• INPUT FOR THIS TASK
- Opening Delimiter -

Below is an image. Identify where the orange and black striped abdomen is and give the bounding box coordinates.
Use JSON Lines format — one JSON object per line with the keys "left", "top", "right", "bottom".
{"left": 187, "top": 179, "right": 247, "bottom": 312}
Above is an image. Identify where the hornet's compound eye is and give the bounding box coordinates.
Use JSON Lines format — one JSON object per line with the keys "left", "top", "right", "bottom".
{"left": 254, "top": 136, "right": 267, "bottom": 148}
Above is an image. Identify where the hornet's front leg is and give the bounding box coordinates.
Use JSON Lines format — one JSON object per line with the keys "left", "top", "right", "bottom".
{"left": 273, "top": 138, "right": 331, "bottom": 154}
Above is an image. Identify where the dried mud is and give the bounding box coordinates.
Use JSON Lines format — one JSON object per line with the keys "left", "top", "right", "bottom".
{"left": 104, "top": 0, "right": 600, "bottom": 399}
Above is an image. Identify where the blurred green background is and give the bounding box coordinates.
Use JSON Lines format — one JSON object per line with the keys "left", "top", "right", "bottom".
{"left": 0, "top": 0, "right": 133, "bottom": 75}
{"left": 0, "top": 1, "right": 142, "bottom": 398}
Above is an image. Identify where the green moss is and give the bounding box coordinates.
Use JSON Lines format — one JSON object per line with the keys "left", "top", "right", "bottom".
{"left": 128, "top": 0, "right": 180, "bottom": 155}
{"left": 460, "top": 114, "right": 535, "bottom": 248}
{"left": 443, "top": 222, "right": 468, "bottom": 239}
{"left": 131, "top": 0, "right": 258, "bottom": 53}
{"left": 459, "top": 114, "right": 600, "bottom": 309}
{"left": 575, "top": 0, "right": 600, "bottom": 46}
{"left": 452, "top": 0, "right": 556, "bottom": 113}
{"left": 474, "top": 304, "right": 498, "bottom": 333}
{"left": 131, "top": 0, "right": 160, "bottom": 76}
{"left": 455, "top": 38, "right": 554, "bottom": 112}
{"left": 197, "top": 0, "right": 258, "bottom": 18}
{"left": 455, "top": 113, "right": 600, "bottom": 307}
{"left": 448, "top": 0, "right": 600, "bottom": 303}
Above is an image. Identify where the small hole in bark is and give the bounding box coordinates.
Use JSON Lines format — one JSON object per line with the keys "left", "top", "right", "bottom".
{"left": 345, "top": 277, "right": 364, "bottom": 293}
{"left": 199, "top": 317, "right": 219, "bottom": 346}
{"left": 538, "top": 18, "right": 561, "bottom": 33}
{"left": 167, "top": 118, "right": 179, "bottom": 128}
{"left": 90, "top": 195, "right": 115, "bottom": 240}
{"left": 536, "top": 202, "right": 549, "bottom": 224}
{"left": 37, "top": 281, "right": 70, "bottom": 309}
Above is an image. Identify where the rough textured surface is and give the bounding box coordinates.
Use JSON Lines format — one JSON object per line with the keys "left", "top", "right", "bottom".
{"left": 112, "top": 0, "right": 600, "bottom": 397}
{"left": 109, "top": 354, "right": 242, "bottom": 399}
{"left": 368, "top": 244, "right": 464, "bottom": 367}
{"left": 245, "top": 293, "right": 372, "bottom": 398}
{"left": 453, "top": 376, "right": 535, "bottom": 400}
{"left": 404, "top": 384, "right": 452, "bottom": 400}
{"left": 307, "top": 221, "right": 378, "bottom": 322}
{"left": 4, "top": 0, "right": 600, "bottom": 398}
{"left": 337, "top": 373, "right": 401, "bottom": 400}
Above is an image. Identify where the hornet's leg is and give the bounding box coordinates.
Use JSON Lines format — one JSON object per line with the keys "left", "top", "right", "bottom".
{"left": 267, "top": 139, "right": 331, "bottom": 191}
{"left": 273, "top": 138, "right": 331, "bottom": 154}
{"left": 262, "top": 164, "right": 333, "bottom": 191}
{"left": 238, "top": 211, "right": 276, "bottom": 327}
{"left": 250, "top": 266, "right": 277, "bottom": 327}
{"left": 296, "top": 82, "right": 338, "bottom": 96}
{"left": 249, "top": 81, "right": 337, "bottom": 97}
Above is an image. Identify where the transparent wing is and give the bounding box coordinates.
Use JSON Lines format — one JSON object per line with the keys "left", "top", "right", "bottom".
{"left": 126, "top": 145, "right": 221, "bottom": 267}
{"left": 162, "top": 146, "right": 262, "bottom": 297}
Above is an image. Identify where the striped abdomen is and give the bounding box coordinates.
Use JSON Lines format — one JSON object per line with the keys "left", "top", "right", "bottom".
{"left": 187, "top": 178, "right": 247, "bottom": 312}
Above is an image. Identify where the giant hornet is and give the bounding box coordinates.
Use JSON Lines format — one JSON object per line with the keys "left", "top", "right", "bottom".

- Closing Delimiter -

• YOUR INSTRUCTIONS
Repeat the material exactly. Begin with its first line and end with the line that has "Above is an image. Identify where the hornet's compound".

• SOLUTION FOR THIS PROBLEM
Below is an image. Identify where the orange and black striped abdomen is and give the bounding box coordinates.
Use JSON Lines format — one JSON object per line with the keys "left", "top", "right", "bottom".
{"left": 187, "top": 179, "right": 247, "bottom": 312}
Above is an image. Identify where the hornet's compound eye is and give the bounding box coordinates.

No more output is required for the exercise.